[[ RECORD EXTRACTS open ]]
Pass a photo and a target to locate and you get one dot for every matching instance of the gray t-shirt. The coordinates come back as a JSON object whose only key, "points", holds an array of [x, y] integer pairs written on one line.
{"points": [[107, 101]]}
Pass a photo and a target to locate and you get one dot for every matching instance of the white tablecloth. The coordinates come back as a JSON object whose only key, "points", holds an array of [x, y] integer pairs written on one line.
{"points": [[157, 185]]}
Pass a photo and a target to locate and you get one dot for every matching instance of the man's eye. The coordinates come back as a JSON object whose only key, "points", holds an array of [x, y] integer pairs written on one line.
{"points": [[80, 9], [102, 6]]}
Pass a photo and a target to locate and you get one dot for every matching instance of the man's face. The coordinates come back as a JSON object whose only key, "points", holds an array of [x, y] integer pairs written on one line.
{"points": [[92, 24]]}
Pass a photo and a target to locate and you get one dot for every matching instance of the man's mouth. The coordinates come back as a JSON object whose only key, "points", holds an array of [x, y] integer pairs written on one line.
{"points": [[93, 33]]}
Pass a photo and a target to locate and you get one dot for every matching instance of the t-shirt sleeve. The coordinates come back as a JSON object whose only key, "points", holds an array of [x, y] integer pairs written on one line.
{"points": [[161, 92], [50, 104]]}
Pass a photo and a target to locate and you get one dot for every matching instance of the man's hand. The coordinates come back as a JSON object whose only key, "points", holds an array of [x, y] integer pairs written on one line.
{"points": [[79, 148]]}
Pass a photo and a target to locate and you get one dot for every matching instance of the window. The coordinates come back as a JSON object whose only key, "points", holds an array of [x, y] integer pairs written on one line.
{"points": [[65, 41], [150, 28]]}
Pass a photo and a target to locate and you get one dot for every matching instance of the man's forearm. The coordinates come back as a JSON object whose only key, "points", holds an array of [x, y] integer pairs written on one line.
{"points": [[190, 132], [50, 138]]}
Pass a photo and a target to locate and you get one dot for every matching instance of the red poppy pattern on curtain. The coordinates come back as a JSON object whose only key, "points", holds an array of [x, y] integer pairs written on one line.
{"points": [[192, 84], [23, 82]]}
[[ RECORD EXTRACTS closed ]]
[[ RECORD EXTRACTS open ]]
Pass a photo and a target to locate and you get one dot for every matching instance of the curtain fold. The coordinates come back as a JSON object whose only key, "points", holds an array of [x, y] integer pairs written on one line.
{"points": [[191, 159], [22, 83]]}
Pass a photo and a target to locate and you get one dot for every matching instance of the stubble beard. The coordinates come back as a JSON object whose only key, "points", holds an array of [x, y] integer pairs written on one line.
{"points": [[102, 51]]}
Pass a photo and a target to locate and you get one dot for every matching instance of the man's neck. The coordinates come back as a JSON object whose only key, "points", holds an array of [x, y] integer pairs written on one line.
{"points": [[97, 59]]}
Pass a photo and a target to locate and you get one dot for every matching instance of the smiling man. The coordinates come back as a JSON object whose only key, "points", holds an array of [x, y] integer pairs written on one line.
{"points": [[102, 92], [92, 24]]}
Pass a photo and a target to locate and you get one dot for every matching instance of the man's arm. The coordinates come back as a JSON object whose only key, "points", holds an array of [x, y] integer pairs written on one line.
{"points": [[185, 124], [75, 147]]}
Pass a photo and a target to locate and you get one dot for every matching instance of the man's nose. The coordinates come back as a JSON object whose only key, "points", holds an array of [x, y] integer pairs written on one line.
[[ RECORD EXTRACTS closed ]]
■ TASK TO CARRY OUT
Your answer should be the lines above from the one containing "of the smiling" through the one containing "the man's nose.", copied exactly and with both ends kept.

■ RESPONSE FOR THIS EXERCISE
Pass a photo and a target to locate and you get one dot for every matching instance of the smiling man. The coordinates come back as a JSON object whose only key, "points", holds an array of [x, y] integer pairs written on one line.
{"points": [[102, 92], [92, 24]]}
Pass a photo and a target to locate and you get one dot for every matching instance of the man's arm. The coordinates come back as a JSON object whose only key, "points", holds an array of [x, y] integer pairs written on one line.
{"points": [[185, 124], [75, 147]]}
Pass a photo and a target to locate and you get one dot for every matching instance of the man's nose. The coordinates come back as a JSON object whose only key, "points", holds an array of [x, y] integer pairs written on one line.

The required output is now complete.